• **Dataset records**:
━━━

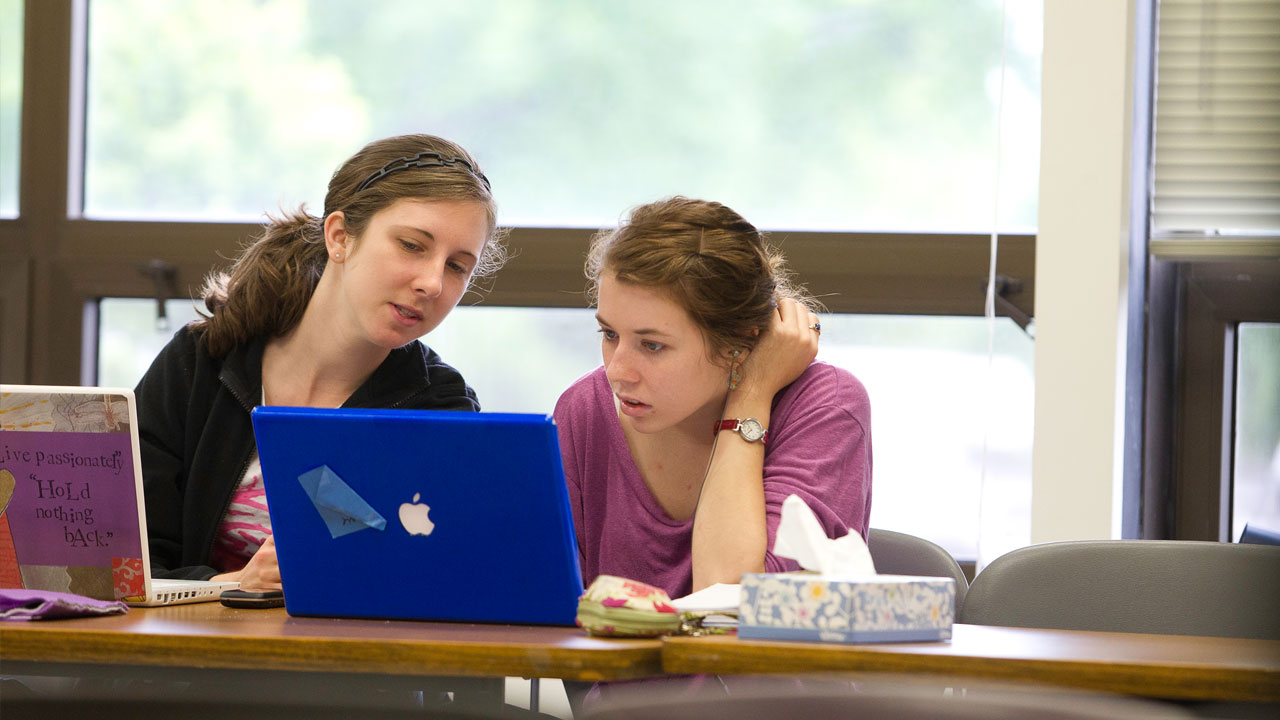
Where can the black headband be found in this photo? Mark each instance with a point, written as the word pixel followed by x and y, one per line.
pixel 421 160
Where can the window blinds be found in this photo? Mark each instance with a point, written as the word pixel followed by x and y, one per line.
pixel 1217 119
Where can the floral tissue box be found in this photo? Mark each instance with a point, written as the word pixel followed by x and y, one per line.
pixel 871 609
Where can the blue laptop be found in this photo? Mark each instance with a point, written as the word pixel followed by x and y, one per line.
pixel 420 515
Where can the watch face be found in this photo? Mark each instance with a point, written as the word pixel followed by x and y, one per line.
pixel 752 429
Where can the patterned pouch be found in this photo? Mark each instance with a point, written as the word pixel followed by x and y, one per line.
pixel 618 607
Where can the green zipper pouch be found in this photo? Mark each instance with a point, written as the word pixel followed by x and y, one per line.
pixel 620 607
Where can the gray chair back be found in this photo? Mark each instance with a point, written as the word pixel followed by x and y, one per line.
pixel 1165 587
pixel 900 554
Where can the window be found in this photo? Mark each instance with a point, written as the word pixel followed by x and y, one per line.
pixel 10 104
pixel 801 115
pixel 1256 478
pixel 860 132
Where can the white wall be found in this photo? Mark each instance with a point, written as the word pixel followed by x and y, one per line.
pixel 1080 269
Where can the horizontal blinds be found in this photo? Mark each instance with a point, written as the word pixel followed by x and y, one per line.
pixel 1217 118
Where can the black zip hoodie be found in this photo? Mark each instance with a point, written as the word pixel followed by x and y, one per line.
pixel 197 440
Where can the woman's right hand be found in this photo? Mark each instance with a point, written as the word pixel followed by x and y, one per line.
pixel 784 351
pixel 261 572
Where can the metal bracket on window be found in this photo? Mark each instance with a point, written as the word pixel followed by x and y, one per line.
pixel 164 277
pixel 1006 285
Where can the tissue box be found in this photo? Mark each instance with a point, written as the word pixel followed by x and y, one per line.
pixel 849 610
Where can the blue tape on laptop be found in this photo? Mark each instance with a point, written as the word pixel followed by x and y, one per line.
pixel 420 515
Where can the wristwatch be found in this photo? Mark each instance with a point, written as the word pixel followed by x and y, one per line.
pixel 749 428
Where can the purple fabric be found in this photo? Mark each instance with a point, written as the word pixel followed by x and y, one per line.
pixel 49 605
pixel 819 449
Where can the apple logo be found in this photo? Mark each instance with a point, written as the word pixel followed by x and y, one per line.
pixel 414 516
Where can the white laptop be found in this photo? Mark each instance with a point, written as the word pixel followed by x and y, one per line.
pixel 72 515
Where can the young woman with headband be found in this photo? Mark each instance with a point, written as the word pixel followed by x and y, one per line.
pixel 318 311
pixel 709 409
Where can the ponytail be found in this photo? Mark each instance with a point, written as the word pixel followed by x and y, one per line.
pixel 269 286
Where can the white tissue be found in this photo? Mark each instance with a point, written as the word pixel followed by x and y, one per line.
pixel 801 538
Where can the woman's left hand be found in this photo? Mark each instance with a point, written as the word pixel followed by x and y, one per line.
pixel 784 351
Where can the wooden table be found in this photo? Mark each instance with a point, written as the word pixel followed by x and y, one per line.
pixel 213 643
pixel 1162 666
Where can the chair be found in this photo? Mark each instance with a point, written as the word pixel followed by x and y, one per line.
pixel 900 554
pixel 1166 587
pixel 868 696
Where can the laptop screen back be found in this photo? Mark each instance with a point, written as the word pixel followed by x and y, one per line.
pixel 428 515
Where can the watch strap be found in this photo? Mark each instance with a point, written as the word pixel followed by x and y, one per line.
pixel 735 424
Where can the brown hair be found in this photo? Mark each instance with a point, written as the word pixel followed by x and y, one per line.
pixel 270 283
pixel 712 261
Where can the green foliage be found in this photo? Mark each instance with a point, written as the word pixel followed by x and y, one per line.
pixel 850 114
pixel 10 103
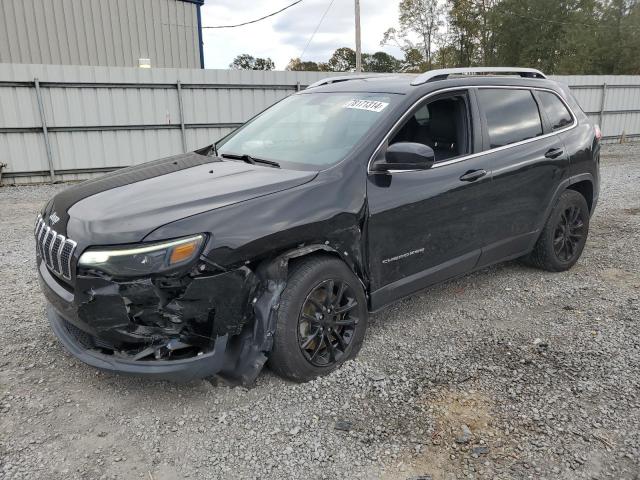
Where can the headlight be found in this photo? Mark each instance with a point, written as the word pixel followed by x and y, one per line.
pixel 132 261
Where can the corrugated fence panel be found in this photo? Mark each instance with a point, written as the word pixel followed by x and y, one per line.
pixel 612 101
pixel 101 118
pixel 99 32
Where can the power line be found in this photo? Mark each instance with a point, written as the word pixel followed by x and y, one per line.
pixel 257 19
pixel 316 30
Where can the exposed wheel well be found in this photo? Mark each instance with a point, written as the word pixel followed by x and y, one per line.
pixel 584 188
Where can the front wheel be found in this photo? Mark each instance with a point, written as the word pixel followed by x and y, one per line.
pixel 564 235
pixel 321 320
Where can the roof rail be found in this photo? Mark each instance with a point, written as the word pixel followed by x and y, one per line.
pixel 443 74
pixel 342 78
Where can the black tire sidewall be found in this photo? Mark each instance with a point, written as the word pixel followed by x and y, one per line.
pixel 286 358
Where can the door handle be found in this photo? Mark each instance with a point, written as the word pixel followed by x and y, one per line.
pixel 473 175
pixel 554 153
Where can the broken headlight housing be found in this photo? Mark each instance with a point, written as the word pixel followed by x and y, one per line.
pixel 142 259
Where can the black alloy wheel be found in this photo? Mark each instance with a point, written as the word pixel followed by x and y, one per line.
pixel 327 322
pixel 564 235
pixel 568 234
pixel 321 319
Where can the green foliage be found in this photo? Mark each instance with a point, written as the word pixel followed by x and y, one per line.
pixel 297 65
pixel 247 62
pixel 556 36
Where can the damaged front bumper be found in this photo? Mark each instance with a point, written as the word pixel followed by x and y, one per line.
pixel 176 330
pixel 200 366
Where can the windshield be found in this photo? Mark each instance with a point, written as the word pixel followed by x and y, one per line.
pixel 309 131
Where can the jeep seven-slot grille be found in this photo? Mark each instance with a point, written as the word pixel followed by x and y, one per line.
pixel 54 249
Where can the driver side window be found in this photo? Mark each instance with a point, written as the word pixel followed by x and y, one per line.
pixel 442 124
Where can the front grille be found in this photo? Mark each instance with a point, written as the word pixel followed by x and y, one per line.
pixel 54 249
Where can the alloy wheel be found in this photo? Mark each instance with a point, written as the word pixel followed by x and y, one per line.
pixel 327 322
pixel 568 234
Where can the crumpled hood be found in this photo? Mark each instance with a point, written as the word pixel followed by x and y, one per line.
pixel 127 213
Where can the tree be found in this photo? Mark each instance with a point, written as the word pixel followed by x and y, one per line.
pixel 417 18
pixel 248 62
pixel 342 60
pixel 380 62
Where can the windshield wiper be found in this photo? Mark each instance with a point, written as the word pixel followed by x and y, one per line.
pixel 249 159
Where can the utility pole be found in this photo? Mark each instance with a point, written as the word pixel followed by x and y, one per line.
pixel 358 43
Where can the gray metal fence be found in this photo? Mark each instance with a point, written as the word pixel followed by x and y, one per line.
pixel 70 123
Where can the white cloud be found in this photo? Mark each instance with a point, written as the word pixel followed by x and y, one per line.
pixel 284 36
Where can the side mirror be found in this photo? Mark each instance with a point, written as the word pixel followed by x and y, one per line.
pixel 406 156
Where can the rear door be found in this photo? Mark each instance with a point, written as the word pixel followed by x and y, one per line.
pixel 528 161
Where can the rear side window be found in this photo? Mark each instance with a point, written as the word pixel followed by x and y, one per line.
pixel 555 110
pixel 512 115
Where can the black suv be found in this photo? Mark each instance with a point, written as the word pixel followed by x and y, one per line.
pixel 275 243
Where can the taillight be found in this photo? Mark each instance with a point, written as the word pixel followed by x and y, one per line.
pixel 598 132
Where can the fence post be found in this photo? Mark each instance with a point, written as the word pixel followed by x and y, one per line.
pixel 45 132
pixel 602 106
pixel 182 127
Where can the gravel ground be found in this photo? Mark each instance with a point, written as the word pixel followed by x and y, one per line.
pixel 507 373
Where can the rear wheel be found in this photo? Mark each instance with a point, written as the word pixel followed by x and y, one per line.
pixel 563 238
pixel 321 320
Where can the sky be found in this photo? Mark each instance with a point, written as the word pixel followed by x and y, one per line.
pixel 285 35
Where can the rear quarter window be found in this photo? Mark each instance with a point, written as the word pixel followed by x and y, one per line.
pixel 511 115
pixel 557 113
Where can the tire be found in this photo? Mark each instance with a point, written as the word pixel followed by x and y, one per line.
pixel 555 250
pixel 303 328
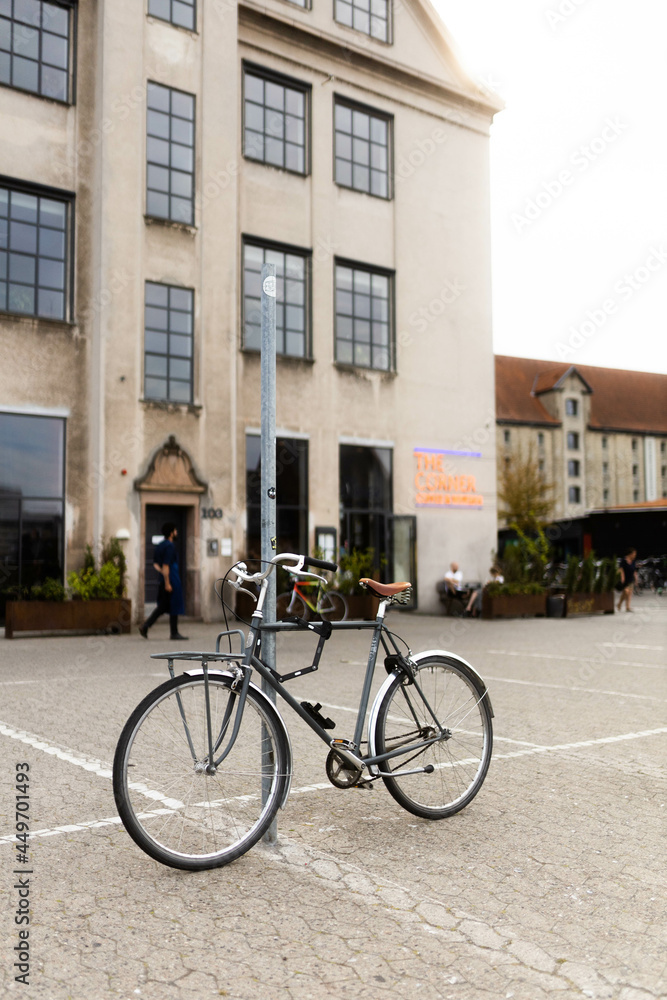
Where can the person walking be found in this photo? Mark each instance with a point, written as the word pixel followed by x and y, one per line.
pixel 629 570
pixel 170 591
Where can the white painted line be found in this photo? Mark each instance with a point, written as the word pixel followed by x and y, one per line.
pixel 628 645
pixel 115 820
pixel 578 659
pixel 98 767
pixel 570 687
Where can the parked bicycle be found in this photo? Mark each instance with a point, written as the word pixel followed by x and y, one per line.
pixel 312 595
pixel 204 762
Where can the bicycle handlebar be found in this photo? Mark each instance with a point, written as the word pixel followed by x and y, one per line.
pixel 320 564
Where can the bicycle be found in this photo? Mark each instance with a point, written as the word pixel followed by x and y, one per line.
pixel 330 605
pixel 204 762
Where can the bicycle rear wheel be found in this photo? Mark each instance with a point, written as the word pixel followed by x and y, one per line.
pixel 333 607
pixel 460 760
pixel 175 811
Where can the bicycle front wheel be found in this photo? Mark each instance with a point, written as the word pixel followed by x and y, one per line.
pixel 460 760
pixel 333 607
pixel 175 811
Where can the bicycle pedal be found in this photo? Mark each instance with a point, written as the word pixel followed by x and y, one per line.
pixel 314 713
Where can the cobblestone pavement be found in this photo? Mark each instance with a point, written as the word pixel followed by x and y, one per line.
pixel 552 881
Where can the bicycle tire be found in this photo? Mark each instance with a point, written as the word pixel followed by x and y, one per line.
pixel 298 606
pixel 176 813
pixel 333 607
pixel 460 762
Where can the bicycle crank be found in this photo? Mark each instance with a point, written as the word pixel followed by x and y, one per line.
pixel 340 772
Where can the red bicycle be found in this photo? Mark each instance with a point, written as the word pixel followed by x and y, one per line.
pixel 330 605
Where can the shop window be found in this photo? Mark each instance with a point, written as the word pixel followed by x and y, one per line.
pixel 372 17
pixel 291 495
pixel 168 343
pixel 34 252
pixel 36 47
pixel 362 149
pixel 292 297
pixel 182 13
pixel 170 154
pixel 275 110
pixel 363 317
pixel 32 500
pixel 366 497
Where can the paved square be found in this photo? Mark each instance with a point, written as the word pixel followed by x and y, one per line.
pixel 551 882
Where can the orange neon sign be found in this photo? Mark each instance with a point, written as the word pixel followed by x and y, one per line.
pixel 437 486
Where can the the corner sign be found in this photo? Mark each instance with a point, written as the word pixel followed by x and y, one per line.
pixel 440 479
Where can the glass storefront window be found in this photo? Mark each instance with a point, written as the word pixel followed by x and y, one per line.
pixel 32 499
pixel 366 501
pixel 291 495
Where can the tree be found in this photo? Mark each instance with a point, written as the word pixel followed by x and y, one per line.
pixel 525 497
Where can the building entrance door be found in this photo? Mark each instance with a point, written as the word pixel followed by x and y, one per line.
pixel 156 516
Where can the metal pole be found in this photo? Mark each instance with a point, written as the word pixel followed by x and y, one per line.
pixel 268 488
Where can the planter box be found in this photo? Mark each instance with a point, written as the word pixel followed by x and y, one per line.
pixel 589 604
pixel 515 606
pixel 53 616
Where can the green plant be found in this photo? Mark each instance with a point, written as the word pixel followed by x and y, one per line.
pixel 524 563
pixel 89 585
pixel 354 566
pixel 112 552
pixel 571 575
pixel 49 590
pixel 588 572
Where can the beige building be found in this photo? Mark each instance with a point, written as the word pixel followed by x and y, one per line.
pixel 598 434
pixel 154 155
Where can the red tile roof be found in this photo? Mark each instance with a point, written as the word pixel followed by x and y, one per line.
pixel 620 400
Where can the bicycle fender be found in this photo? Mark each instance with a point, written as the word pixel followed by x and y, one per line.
pixel 445 654
pixel 261 697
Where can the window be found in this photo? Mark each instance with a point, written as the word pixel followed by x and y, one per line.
pixel 182 13
pixel 32 499
pixel 369 16
pixel 170 154
pixel 291 495
pixel 35 47
pixel 274 120
pixel 168 343
pixel 366 500
pixel 362 149
pixel 34 251
pixel 363 317
pixel 292 298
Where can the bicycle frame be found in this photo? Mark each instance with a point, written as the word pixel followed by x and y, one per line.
pixel 350 750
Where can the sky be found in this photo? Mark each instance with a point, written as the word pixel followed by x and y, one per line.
pixel 578 174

━━━

• **Brief**: Please lay out the part of the entries above that opens with the line containing "Where can the bicycle fender" and closes with the line containing "pixel 292 298" as a numbered list, leaving out any blank lines.

• **Complete answer**:
1. Where can the bicycle fender be found in this photo? Mark each instance with a point, written as the word pixel followed by x and y, one per line.
2. pixel 445 654
3. pixel 261 697
4. Where can the window be found in this photo? Mark each instance with a point, written as the word pixel followed by x and y, one per line.
5. pixel 182 13
6. pixel 32 499
7. pixel 369 16
8. pixel 170 154
9. pixel 291 495
10. pixel 35 47
11. pixel 274 120
12. pixel 168 343
13. pixel 366 500
14. pixel 362 149
15. pixel 34 251
16. pixel 363 317
17. pixel 292 298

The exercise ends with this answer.